### [Brief]
Reproduce verbatim every line from the one that includes "compact form (316,107)." to the closing line of the entries; omit everything before it.

* * * * *

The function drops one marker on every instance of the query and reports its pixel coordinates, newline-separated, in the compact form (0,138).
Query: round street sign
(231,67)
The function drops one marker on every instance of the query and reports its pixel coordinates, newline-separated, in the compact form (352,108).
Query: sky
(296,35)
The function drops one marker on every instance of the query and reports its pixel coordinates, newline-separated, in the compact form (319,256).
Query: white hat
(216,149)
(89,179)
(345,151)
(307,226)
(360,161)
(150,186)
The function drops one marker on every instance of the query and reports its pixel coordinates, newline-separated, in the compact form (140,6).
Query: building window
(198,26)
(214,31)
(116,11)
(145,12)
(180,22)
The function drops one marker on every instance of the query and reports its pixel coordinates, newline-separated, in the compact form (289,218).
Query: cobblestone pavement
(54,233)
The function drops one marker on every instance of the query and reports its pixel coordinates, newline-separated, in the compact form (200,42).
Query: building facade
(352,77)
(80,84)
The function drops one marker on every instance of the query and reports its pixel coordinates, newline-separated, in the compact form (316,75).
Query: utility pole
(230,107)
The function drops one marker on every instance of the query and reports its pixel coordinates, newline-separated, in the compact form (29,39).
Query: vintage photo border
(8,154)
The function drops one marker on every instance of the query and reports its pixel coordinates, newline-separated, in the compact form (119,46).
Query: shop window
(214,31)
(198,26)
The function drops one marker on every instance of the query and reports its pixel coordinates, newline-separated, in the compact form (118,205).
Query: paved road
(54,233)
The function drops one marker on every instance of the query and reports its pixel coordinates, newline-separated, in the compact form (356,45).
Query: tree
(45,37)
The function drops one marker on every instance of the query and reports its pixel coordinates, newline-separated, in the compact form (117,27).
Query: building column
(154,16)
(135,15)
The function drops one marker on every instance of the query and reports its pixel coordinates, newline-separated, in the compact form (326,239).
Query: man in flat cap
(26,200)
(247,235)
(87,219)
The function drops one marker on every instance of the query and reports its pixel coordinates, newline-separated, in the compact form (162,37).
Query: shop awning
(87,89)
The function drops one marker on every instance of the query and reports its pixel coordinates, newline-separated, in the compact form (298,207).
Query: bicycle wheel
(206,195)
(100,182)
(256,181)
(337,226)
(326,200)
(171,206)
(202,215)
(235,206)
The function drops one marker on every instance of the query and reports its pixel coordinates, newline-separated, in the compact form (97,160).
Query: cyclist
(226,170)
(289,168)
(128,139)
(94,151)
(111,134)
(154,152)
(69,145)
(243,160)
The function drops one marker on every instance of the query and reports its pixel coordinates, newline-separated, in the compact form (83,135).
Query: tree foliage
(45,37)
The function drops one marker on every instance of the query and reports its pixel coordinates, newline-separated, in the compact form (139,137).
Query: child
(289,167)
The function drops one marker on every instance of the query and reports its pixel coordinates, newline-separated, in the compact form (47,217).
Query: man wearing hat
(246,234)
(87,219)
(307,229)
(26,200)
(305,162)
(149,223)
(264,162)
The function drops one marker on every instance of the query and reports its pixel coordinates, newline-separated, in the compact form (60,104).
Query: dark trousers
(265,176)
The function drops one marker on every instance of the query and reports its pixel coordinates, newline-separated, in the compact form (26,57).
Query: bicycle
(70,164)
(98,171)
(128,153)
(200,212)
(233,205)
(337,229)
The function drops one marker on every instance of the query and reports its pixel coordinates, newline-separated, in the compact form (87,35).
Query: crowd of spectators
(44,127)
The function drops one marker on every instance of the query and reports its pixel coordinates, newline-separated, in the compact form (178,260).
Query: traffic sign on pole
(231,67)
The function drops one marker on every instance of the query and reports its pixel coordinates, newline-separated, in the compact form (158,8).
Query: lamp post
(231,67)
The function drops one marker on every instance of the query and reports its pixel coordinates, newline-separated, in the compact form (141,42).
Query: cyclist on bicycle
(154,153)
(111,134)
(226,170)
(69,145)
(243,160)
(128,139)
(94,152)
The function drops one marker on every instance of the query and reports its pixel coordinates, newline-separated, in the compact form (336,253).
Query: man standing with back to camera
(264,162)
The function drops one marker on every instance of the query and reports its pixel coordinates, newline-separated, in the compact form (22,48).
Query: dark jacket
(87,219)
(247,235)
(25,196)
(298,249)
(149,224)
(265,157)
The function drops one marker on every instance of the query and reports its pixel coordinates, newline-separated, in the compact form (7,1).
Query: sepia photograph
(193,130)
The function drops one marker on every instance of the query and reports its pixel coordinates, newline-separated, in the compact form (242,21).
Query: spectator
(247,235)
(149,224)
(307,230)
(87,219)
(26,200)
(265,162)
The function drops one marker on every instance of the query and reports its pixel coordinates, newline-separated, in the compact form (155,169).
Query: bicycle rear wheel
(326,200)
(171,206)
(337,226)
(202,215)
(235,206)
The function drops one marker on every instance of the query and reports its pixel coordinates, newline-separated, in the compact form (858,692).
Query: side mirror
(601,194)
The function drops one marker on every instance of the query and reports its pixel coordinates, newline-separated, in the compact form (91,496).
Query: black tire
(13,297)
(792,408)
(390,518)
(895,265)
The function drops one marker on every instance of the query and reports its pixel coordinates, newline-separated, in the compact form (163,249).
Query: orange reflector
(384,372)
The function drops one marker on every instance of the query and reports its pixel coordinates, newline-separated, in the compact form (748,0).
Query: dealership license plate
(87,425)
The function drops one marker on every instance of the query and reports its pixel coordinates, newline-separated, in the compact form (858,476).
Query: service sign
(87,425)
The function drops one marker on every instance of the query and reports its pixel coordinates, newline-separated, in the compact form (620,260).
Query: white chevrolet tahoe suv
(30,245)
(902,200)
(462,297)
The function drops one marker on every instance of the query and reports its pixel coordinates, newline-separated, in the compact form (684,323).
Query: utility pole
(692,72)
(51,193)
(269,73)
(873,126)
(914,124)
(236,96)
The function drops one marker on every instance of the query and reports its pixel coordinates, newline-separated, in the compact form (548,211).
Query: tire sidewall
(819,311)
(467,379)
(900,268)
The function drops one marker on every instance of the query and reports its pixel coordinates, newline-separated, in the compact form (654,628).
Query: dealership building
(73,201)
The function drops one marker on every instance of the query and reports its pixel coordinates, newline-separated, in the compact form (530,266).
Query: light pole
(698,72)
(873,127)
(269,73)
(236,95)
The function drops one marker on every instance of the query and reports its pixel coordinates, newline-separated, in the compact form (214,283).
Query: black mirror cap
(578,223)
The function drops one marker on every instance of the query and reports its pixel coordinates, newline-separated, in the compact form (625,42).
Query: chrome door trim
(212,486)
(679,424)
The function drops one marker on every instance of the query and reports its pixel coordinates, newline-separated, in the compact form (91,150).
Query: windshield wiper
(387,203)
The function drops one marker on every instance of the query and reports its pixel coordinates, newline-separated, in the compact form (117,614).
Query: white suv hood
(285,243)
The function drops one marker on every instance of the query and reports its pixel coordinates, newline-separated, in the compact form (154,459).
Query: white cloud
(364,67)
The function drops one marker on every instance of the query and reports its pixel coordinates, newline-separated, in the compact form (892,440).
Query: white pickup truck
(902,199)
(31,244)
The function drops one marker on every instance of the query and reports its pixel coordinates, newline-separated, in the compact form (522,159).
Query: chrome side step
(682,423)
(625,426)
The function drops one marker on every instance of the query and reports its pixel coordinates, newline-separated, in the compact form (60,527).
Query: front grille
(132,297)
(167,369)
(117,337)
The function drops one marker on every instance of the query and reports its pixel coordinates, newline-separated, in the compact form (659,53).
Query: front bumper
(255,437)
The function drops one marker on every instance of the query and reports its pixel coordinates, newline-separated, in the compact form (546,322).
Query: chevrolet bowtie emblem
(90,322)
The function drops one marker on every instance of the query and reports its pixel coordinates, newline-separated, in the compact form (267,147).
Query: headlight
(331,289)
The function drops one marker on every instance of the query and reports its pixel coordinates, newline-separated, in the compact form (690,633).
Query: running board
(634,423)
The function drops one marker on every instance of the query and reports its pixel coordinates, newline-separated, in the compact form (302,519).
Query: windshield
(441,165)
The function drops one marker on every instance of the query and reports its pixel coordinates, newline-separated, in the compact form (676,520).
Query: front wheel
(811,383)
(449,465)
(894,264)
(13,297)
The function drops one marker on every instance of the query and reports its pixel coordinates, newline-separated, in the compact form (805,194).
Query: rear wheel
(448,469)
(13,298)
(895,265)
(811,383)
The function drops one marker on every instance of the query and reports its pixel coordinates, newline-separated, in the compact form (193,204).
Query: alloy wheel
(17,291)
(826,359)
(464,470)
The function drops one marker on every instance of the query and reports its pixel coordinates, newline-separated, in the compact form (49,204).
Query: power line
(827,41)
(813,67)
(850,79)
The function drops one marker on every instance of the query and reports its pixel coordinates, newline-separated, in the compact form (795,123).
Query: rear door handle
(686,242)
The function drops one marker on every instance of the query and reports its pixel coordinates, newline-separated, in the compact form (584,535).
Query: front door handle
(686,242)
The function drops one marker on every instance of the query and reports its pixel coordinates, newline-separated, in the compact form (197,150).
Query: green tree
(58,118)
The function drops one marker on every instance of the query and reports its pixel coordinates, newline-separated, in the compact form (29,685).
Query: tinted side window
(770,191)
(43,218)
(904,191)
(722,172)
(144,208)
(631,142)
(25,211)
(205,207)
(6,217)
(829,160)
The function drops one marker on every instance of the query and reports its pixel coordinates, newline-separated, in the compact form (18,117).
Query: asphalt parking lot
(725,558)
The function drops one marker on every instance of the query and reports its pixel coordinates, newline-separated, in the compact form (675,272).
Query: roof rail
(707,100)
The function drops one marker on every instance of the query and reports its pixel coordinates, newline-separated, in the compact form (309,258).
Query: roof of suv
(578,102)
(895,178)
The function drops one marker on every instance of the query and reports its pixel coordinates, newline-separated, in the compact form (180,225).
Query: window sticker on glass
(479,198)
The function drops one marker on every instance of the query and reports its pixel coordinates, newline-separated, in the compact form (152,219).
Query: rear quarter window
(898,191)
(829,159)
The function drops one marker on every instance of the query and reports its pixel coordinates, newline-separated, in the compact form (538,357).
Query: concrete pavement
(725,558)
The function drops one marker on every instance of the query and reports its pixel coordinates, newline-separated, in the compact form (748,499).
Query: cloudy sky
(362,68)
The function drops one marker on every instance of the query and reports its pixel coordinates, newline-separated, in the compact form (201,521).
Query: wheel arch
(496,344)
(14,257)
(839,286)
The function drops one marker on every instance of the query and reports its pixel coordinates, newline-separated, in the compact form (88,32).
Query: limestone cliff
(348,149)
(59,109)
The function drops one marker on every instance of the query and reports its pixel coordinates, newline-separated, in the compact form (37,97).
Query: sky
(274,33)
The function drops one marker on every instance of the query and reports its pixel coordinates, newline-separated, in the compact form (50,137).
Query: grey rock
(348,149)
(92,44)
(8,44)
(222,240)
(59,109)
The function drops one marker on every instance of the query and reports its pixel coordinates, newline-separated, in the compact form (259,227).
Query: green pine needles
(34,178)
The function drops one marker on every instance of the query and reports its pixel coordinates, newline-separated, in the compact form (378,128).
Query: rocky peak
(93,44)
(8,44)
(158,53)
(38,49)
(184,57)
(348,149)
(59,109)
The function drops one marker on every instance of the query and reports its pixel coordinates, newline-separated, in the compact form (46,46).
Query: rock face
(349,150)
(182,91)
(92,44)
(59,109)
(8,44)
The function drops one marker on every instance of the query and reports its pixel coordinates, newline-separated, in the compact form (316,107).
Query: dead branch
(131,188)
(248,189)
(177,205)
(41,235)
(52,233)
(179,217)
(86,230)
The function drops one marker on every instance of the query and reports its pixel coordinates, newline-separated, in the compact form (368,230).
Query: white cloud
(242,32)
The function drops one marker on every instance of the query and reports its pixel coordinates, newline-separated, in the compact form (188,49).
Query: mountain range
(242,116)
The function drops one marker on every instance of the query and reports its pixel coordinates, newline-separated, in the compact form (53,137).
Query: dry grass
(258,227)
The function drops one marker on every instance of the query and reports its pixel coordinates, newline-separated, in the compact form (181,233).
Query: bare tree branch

* * * * *

### [Correct response]
The function drops one marker on every instance of the query and reports its pixel coordinates, newline-separated, in the compact form (316,107).
Query: dead branch
(131,188)
(248,189)
(177,205)
(41,235)
(52,233)
(179,217)
(86,230)
The function drops one marker on every instance of the query and reports its pixel coordinates, newline-separated, in the compact form (368,230).
Query: white cloud
(242,32)
The function drops one marker on every instance of the query and reports its pixel coordinates, newline-separated, in the compact form (188,49).
Query: mountain range
(242,116)
The function drops one marker on every instance of the query and reports its pixel coordinates, newline-separated, in the compact form (53,137).
Query: dry grass
(258,227)
The function drops one marker on every instance of the query and reports its pixel coordinates, newline-separated, in the compact form (181,233).
Query: bare tree branch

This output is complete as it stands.